▶ [REQUIREMENTS] Count the lines in the data below that contain the string "fence", with case counting, and reply with that number alone.

━━ RECORD EXTRACTS

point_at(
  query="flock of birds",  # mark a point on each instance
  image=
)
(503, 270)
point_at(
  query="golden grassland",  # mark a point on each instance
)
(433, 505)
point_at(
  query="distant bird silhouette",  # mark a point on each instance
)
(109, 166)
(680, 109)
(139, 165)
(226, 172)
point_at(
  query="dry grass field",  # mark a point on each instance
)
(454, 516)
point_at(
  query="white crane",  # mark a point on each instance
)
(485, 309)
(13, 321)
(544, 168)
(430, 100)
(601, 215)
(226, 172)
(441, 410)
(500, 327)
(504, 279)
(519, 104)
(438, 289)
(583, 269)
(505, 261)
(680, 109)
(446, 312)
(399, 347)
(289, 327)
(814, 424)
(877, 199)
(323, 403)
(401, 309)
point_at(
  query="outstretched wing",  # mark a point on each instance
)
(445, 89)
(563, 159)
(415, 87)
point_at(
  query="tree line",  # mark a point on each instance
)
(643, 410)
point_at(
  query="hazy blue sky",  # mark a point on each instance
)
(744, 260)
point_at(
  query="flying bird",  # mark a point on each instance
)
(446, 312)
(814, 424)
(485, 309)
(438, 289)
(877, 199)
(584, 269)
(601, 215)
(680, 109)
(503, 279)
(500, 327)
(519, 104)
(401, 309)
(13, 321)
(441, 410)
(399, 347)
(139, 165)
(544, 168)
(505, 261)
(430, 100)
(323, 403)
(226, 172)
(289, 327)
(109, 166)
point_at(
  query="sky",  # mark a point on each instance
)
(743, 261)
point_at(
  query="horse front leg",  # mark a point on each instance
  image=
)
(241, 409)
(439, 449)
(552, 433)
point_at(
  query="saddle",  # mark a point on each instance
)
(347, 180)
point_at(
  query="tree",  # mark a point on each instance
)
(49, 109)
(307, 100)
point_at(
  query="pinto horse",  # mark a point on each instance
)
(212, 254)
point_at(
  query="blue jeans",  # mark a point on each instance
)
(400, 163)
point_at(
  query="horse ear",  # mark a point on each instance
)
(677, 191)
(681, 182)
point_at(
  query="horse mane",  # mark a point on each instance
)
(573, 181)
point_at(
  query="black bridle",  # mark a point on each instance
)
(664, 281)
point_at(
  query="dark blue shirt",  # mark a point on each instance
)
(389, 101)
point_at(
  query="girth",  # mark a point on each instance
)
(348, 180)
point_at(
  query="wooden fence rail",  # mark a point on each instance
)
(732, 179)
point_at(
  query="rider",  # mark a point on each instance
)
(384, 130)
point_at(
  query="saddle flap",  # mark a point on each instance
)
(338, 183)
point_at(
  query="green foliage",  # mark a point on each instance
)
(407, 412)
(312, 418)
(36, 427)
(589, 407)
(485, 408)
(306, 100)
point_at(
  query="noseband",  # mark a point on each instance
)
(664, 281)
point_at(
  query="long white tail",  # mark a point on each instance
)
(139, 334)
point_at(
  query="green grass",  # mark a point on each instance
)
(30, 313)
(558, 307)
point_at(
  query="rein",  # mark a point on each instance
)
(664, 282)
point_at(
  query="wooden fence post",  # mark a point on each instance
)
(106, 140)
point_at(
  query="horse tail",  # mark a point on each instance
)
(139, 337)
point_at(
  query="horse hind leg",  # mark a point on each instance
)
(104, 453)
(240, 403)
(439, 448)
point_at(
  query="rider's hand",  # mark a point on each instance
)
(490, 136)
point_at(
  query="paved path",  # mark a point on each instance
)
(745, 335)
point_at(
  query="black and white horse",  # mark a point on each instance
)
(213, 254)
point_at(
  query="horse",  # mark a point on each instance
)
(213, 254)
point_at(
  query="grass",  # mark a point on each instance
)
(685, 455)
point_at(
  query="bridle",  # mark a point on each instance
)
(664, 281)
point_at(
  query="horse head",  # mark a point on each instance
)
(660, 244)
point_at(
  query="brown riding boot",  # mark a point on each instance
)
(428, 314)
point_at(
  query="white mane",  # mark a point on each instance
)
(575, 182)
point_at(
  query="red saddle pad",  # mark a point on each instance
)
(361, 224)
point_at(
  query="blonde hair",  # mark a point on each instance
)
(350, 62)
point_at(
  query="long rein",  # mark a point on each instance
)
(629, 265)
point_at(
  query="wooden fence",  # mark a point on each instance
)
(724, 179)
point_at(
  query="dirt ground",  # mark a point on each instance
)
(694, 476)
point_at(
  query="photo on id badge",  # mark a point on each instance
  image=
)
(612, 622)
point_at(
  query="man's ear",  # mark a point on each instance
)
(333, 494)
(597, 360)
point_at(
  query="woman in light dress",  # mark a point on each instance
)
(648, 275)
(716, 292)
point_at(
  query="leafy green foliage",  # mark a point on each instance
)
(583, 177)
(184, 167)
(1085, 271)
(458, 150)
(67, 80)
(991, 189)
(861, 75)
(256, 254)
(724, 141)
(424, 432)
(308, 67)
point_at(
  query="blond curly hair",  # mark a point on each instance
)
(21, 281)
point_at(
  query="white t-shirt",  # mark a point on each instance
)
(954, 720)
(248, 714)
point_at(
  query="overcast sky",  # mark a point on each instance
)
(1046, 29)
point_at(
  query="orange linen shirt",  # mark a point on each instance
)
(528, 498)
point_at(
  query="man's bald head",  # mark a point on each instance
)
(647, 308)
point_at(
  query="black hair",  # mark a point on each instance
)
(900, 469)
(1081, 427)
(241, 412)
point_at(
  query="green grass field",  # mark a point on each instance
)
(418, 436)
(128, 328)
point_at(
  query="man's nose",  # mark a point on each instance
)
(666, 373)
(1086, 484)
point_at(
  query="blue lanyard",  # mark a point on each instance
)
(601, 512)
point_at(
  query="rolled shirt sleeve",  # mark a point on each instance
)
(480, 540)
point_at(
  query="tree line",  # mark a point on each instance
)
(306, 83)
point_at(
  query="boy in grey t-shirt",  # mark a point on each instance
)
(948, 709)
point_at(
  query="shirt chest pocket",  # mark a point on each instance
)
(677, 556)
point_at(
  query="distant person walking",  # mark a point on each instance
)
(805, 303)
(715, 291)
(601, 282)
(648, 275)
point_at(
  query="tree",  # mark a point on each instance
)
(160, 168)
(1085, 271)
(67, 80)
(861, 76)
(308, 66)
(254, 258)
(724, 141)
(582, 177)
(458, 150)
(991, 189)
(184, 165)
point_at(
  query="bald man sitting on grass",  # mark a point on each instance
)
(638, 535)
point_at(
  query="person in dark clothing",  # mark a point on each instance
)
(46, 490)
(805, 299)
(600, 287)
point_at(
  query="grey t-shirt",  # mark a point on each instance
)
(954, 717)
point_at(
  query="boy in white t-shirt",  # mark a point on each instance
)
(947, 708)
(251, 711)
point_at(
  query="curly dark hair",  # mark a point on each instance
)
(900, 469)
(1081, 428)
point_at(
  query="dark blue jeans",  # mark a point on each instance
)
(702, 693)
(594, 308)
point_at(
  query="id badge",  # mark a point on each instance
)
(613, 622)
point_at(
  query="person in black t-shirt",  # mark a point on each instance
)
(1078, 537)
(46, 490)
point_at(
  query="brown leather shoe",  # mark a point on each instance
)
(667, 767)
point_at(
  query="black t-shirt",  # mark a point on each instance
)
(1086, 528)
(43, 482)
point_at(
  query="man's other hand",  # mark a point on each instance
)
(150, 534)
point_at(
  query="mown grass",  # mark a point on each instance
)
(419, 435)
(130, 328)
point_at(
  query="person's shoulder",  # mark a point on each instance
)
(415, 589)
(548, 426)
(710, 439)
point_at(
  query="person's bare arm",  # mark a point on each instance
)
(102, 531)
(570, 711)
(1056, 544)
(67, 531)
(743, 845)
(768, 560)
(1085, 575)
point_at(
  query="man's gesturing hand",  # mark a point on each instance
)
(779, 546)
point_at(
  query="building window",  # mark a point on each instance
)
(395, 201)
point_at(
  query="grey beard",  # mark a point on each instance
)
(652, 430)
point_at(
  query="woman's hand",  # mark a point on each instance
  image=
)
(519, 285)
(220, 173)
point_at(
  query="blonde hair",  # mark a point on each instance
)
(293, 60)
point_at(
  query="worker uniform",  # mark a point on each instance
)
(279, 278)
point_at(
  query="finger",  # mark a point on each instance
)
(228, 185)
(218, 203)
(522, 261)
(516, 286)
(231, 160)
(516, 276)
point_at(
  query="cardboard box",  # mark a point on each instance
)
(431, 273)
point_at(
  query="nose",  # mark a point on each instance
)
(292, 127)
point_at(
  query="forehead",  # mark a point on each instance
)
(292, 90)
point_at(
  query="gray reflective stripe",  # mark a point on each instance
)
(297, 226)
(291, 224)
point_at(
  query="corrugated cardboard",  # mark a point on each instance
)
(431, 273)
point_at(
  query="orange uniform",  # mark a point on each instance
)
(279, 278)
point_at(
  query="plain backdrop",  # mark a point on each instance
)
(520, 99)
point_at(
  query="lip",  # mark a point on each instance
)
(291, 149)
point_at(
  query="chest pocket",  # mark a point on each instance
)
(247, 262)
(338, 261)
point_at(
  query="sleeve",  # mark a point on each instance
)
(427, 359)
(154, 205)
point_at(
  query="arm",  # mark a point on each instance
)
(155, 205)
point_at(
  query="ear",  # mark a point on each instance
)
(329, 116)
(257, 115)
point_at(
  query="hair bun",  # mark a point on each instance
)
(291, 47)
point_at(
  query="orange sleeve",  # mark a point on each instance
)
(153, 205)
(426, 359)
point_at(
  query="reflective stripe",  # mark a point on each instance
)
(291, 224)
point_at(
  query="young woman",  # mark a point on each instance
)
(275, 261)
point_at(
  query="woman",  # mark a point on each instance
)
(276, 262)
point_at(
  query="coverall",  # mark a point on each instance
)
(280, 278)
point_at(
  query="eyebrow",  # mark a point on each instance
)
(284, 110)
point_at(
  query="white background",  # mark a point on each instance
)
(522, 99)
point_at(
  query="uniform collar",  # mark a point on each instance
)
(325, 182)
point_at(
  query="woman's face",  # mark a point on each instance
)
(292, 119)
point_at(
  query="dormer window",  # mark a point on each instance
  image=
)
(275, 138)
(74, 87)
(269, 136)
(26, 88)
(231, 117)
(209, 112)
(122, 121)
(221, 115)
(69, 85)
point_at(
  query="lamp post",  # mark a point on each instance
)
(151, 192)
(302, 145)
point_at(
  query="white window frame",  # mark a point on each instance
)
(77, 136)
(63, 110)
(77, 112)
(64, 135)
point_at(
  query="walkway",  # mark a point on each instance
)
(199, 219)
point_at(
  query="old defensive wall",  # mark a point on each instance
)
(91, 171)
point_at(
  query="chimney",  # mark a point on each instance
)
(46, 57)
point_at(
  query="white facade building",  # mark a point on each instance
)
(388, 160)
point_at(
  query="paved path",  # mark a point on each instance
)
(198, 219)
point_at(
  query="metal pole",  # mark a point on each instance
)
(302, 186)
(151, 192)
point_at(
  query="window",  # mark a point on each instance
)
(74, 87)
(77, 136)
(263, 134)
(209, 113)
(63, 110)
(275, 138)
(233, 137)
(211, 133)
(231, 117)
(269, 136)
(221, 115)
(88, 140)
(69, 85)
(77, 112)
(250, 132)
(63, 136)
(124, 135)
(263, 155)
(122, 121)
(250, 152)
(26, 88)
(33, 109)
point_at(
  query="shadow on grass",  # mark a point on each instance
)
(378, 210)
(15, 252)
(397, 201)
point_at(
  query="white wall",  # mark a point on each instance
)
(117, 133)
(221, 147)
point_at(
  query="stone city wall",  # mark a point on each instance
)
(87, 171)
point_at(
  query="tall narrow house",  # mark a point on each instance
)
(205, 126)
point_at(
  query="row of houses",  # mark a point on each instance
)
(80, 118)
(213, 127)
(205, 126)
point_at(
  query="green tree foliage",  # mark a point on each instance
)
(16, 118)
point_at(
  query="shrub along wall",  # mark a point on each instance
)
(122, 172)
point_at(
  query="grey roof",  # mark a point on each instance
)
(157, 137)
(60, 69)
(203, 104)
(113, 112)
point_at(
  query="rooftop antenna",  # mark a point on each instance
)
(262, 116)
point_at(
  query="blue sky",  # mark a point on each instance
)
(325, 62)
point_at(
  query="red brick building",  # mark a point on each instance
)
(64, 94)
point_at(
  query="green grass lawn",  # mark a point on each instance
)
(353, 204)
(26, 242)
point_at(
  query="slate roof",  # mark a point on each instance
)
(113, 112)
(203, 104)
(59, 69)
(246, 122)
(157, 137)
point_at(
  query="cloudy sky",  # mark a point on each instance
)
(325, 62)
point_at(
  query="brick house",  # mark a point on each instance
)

━━━━

▶ [EXPECTED ANSWER] 3